* _WHAT TO WORK ON_
In the entries below, every line that contains "chain" must be located and copied.

■ ■ ■ ■ ■

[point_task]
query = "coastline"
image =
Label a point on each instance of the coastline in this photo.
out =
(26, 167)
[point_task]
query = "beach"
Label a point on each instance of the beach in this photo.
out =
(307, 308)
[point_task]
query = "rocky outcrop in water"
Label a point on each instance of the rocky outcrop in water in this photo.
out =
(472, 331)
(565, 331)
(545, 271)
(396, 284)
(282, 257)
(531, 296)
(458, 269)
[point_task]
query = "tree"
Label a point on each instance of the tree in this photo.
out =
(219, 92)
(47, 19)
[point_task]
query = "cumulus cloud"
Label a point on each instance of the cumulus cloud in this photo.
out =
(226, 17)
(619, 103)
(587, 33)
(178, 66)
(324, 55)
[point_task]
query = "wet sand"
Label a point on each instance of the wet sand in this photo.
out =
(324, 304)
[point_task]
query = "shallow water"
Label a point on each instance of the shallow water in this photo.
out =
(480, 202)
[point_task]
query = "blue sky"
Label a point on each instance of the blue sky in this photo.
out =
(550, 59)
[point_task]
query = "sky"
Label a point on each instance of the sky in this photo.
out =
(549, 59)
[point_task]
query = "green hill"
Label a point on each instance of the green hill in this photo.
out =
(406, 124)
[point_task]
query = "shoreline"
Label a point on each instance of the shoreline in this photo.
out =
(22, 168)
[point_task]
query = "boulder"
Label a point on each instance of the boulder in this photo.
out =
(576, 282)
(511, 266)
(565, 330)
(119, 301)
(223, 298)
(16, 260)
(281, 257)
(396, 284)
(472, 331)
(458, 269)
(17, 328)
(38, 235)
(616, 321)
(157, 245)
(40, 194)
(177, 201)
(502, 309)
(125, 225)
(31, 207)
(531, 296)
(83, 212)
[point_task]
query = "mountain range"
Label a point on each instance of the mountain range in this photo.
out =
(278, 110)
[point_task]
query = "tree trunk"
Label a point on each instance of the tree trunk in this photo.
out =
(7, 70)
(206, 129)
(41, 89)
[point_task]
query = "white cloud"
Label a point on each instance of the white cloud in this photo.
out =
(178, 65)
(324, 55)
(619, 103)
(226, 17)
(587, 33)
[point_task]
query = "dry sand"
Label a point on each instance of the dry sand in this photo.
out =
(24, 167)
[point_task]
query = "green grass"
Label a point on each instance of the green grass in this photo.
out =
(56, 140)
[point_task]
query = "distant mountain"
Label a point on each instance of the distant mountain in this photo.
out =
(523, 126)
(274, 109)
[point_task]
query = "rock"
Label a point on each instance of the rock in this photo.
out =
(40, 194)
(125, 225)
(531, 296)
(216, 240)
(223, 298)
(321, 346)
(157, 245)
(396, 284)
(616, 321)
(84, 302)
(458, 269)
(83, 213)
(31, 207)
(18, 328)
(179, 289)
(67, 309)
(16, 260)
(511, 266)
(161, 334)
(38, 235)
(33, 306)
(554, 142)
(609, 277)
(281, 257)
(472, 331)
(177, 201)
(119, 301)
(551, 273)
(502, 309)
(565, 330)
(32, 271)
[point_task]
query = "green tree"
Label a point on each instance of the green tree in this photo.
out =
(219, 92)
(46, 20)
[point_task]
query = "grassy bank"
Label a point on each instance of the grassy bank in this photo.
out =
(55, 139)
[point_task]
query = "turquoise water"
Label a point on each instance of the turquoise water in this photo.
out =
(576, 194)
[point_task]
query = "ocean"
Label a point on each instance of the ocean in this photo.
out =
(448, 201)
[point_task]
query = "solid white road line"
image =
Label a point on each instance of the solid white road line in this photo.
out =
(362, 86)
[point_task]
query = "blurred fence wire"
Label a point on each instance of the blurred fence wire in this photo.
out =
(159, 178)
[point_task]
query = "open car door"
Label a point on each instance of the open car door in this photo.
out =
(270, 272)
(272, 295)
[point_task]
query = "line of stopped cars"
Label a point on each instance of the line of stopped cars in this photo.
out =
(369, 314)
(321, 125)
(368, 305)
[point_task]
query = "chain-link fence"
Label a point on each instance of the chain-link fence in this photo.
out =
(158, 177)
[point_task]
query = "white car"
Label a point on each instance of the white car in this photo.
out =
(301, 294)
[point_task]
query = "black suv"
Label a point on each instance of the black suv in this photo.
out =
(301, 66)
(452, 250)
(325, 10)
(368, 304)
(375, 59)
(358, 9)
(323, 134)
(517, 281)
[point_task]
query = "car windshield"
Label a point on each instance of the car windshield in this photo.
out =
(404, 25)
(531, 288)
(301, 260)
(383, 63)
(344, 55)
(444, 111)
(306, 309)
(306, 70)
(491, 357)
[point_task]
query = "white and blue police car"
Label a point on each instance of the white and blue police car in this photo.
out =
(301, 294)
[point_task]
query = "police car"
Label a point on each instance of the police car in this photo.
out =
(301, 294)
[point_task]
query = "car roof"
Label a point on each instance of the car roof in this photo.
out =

■ ■ ■ ■ ■

* _TASK RESULT_
query = "chain-link fence"
Label a point on each instance of the chain-link fence in this photo.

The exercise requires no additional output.